Texte fourni –

Je vous remercie de nous donner la possibilité de répondre à un certain nombre de questions, souvent posées, parfois complexes, pour lesquelles il est utile d'apporter des précisions et des éléments de contexte.
Pour répondre à la première question relative au Cloud Act, je souhaite effectuer un retour en arrière. Avant l'adoption de cette loi, Microsoft était déjà un acteur important du contentieux autour de l'accès aux données stockées en Europe puisque nous nous sommes opposés à une demande formulée par une autorité de poursuite américaine pour des données hébergées en Irlande. Nous nous y sommes opposés pour deux raisons principales : il nous apparaissait que la demande était formulée d'une part en méconnaissance du droit de la protection des données et de la vie privée alors applicable en Europe, même avant le RGPD, et d'autre part en méconnaissance de la souveraineté de l'État irlandais, étant considéré qu'il existait des procédures de coopération judiciaire internationales pour permettre l'accès à ces données afin de satisfaire les besoins de l'enquête criminelle en question.
Cette affaire nous a conduits devant la justice américaine - puisque nous nous opposions au gouvernement américain - et la Cour d'appel de New York nous avait donné raison, dans un arrêt important. L'affaire a ensuite été portée devant la Cour suprême des États-Unis qui a accepté de l'examiner - ce qui témoigne de l'importance de la question, puisque la Cour suprême choisit d'accepter ou non de traiter telle ou telle affaire. Le Cloud Act est donc intervenu après notre opposition à cette demande d'accès aux données, et après que nous avions fait valoir devant les juridictions américaines nos arguments tirés à la fois de la protection des droits fondamentaux et de la souveraineté des États.

Consignes de travail –
**a)** Répondez aux questions suivantes d'après le texte fourni :
(i) Dans quel pays étaient hébergées les données visées par la demande de l'autorité de poursuite américaine ?
(ii) Quelle juridiction avait donné raison à Microsoft dans un arrêt important ?
(iii) Devant quelle cour l'affaire a-t-elle ensuite été portée ?
**b)** Sélectionnez chaque ligne des enregistrements contenant la chaîne "mini" et recopiez-la.

(Données stockées)
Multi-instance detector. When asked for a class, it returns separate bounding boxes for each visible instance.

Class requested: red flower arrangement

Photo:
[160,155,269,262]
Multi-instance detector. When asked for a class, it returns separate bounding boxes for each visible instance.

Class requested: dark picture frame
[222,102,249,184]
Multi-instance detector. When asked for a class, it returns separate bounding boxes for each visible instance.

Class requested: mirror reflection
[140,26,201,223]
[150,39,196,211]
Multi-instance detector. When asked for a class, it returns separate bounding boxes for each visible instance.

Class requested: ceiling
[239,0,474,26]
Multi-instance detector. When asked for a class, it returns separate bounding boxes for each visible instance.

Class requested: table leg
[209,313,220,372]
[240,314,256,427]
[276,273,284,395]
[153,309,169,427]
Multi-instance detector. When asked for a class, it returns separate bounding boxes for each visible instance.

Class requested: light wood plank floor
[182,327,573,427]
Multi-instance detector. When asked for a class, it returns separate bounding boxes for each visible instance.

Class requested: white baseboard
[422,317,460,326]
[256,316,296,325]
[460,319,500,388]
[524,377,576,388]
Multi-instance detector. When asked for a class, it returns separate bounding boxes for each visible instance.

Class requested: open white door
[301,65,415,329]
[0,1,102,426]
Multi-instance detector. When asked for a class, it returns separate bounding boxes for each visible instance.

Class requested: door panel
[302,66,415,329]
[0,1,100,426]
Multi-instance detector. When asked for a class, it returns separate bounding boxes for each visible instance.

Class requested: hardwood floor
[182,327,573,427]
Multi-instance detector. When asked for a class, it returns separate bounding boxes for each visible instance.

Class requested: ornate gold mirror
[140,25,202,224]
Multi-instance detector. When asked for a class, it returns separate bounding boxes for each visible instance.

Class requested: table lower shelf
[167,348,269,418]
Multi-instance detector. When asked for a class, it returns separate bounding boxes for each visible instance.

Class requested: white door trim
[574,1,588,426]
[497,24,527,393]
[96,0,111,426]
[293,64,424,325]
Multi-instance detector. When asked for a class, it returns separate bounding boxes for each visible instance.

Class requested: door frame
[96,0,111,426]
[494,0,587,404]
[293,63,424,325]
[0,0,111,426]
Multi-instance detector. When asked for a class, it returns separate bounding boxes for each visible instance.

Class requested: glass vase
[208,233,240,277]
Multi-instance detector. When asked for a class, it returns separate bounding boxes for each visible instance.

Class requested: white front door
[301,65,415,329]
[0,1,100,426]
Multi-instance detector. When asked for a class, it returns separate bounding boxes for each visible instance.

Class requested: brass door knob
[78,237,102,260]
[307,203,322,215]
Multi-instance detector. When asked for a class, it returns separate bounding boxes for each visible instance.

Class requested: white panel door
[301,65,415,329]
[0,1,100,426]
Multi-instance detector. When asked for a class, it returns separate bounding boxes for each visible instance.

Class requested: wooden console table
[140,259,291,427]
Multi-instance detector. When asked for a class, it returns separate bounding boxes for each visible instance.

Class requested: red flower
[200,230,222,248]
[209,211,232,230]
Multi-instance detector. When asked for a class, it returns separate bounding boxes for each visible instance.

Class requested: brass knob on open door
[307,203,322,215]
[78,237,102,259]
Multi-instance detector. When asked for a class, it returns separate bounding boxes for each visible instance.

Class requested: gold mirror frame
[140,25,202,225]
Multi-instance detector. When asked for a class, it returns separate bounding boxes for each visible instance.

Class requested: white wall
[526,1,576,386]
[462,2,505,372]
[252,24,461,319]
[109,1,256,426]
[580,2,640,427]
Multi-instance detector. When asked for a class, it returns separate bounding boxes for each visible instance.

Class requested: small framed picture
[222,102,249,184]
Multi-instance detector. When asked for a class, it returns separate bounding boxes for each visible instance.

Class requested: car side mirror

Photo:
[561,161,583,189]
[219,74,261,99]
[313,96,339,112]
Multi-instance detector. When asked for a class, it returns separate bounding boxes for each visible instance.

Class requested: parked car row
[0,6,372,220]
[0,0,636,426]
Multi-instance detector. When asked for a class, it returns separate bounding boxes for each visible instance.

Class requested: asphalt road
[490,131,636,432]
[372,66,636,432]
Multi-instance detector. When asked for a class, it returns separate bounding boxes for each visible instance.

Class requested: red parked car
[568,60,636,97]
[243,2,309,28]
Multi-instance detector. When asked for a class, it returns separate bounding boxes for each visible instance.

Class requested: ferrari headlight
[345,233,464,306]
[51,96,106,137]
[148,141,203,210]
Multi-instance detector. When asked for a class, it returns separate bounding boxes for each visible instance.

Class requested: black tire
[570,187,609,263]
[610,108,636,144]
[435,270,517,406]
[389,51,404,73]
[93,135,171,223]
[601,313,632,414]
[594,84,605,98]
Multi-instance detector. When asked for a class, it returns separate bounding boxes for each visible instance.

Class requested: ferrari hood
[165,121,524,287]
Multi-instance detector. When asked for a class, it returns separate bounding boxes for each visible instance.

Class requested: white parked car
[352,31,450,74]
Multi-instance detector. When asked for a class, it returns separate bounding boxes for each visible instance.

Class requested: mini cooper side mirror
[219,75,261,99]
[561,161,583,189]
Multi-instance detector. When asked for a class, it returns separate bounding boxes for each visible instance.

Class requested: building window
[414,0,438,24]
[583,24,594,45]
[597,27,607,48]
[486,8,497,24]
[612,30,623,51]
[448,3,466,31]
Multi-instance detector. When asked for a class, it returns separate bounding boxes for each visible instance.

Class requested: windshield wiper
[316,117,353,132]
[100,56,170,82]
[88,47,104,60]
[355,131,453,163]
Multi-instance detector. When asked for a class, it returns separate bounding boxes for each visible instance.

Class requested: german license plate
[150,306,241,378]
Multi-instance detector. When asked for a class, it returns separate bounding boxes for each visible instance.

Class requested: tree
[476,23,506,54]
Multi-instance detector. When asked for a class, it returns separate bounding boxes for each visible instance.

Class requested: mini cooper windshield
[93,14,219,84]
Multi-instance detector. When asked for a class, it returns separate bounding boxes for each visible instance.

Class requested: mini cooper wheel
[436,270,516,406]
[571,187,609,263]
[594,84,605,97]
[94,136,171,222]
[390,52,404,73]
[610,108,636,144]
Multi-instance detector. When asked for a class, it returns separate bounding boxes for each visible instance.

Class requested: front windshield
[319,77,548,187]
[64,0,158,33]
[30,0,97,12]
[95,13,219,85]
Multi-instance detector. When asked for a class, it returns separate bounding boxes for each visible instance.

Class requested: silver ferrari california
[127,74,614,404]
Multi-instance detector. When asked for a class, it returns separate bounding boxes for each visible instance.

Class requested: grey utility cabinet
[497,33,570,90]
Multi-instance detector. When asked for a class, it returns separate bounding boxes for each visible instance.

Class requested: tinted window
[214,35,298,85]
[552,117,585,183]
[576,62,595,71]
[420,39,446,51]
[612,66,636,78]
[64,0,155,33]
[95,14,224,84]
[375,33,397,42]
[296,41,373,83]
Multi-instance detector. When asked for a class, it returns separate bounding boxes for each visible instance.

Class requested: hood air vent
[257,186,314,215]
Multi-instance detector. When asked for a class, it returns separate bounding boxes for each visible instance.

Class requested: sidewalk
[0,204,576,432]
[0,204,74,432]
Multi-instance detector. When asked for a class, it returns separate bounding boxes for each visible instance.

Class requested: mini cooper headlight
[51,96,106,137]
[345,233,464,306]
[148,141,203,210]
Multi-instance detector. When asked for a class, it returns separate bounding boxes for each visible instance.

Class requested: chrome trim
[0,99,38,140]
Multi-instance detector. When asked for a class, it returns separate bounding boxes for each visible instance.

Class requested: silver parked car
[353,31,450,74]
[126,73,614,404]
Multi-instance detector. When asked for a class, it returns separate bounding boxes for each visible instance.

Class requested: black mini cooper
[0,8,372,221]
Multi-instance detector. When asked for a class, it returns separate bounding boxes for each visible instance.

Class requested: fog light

Réponses aux consignes –
**a)**
(i) En Irlande.
(ii) La Cour d'appel de New York.
(iii) La Cour suprême des États-Unis.

**b)**
Class requested: mini cooper side mirror
Class requested: mini cooper windshield
Class requested: mini cooper wheel
Class requested: mini cooper headlight
Class requested: black mini cooper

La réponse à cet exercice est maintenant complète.